EXERCISE REQUIREMENTS - Can you reproduce every line of the data below word for word, without changing anything?

DATA FOR PROCESSING -
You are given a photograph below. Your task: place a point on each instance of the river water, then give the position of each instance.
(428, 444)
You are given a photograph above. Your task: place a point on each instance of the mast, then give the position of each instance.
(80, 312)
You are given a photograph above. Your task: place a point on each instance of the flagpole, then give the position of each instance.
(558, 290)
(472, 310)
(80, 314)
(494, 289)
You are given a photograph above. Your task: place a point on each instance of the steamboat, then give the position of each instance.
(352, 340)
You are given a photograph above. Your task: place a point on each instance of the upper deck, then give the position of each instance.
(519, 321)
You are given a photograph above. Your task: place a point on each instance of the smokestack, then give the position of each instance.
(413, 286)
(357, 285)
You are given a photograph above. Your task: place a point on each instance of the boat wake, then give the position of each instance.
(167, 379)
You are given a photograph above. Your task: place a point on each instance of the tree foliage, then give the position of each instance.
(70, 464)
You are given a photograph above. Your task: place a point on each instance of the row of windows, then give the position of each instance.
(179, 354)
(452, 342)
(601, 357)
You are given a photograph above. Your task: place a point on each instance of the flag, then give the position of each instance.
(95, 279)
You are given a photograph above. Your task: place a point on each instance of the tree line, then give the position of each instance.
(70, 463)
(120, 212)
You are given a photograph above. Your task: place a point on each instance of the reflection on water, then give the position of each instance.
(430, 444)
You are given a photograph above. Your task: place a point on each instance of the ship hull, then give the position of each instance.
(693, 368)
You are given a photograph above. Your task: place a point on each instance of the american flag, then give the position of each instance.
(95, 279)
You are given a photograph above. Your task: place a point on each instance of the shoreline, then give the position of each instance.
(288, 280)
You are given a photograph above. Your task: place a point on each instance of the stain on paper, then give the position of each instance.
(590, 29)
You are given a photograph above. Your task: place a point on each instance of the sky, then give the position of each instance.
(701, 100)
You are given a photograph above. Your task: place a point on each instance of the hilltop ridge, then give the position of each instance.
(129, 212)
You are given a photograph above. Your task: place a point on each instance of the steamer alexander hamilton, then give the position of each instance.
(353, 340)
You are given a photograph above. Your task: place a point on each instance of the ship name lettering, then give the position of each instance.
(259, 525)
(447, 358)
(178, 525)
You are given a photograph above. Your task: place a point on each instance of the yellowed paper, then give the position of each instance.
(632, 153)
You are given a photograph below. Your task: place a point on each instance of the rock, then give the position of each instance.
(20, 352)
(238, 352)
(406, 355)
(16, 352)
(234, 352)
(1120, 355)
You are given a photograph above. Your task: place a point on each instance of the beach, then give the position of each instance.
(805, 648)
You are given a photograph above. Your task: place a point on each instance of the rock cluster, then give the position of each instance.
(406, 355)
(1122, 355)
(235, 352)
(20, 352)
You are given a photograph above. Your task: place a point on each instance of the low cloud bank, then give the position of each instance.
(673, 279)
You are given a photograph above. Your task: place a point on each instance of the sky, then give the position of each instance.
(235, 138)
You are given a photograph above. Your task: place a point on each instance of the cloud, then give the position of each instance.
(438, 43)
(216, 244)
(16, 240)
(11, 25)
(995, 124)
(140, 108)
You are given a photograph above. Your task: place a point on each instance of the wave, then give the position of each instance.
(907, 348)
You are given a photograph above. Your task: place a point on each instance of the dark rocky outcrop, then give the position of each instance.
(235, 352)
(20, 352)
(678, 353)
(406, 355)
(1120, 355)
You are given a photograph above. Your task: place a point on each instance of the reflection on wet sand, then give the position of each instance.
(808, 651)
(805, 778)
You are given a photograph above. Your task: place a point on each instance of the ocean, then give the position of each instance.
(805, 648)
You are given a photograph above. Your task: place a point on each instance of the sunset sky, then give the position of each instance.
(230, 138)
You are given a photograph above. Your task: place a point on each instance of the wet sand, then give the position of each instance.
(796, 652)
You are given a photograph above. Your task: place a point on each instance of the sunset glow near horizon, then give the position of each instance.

WRITTEN SOLUTION -
You are given a photograph below. Your task: place a point on each instance of the river water, then give the position of each instance.
(428, 444)
You are given a photograph above. Your task: place a point on each instance of the mast, then give the position of each instance.
(80, 312)
You are given a photograph above. Your task: place a point on each instance of the flagpole, then give the position of each instance.
(558, 290)
(472, 310)
(80, 314)
(494, 289)
You are given a photograph above. Your task: place a point on each instance of the steamboat, then give the position of each instance.
(352, 340)
You are given a photograph above. Your task: place a point on each instance of the upper deck, then give the position of each instance.
(519, 321)
You are given a photograph above. Your task: place a point on each instance of the smokestack, then give the position of each instance.
(413, 286)
(357, 285)
You are given a photograph above. Your task: place a point on each instance of the boat wake, then give the position of each instance.
(167, 379)
You are given a photograph above. Your task: place a point on each instance of the tree foliage, then give the position of each instance.
(70, 464)
You are given a photograph above. Your task: place a point on each instance of the row of windows, then give the position of each instance.
(179, 354)
(452, 342)
(601, 357)
You are given a photograph above. Your task: place a point on each instance of the flag, then give the position of each instance.
(95, 279)
You are given a photograph above. Your task: place a point on each instance of the tree line, then give the position of each instance.
(70, 463)
(120, 212)
You are given a photograph above. Your task: place a point on each instance of the reflection on water, then give the position of each instance.
(430, 444)
You are given a photograph above. Your task: place a point on each instance of the ship hull, then give the position of each instance.
(693, 368)
You are given a photograph above. Your task: place a point on each instance of the american flag, then give the position of each instance.
(95, 279)
You are given a photograph above. Your task: place a point on each instance of the shoreline, then give the position of each instance.
(288, 280)
You are given a photograph above. Your task: place a point on each instance of the stain on paper, then give the position of each instance.
(590, 29)
You are given a photograph above. Your task: place a point on each instance of the sky, then give the position of each instance.
(701, 100)
You are given a photograph above. Your task: place a point on each instance of the hilltop ridge, then give the position of each instance.
(129, 212)
You are given a photograph above. Your task: place a point on each instance of the steamer alexander hamilton, then give the position of each instance.
(353, 340)
You are given a photograph above. Your task: place a point on each instance of the ship name lettering, then give the position of each instance.
(259, 525)
(447, 358)
(178, 525)
You are given a photograph above. Your task: place a point on each instance of the yellowed paper, then give the position of each instance.
(632, 153)
You are given a photograph below. Your task: place a point on each instance of the rock, then give the position of each instance.
(20, 352)
(238, 352)
(406, 355)
(16, 352)
(234, 352)
(1120, 355)
You are given a photograph above. Your task: place a point on each instance of the beach, then give the position of each instance.
(805, 648)
You are given a photograph above. Your task: place a point on each instance of the rock cluster, then give the position of each instance.
(406, 355)
(1122, 355)
(235, 352)
(20, 352)
You are given a photograph above. Your task: place a point on each instance of the low cloud bank, then give the position of each instance.
(673, 279)
You are given a photograph above. Your task: place a point on each instance of the sky, then give the position of each instance.
(235, 138)
You are given a photograph above. Your task: place a point on each instance of the cloud, then give the position of each instance.
(438, 43)
(216, 244)
(16, 240)
(11, 25)
(995, 124)
(140, 108)
You are given a photograph above. Your task: place a point on each instance of the wave, then give the position of each instance.
(907, 348)
You are given a photograph above. Your task: place a point on each instance of the dark rocky outcrop, then give the position of each instance.
(235, 352)
(20, 352)
(678, 353)
(406, 355)
(1120, 355)
You are given a photograph above. Your task: place a point on each instance of the reflection on wet sand, then give the position of each instance.
(808, 651)
(805, 778)
You are given a photograph above. Your task: place a point on each instance of the ocean, then give the position of each instance.
(805, 648)
You are given a photograph above. Your task: place a point on each instance of the sunset sky, then give the position of each instance.
(230, 138)
You are given a photograph above. Your task: place a point on each instance of the wet sand, then give the position of each instance.
(796, 652)
You are given a photograph above. Your task: place a point on each instance of the sunset glow near horizon, then give the position of each instance.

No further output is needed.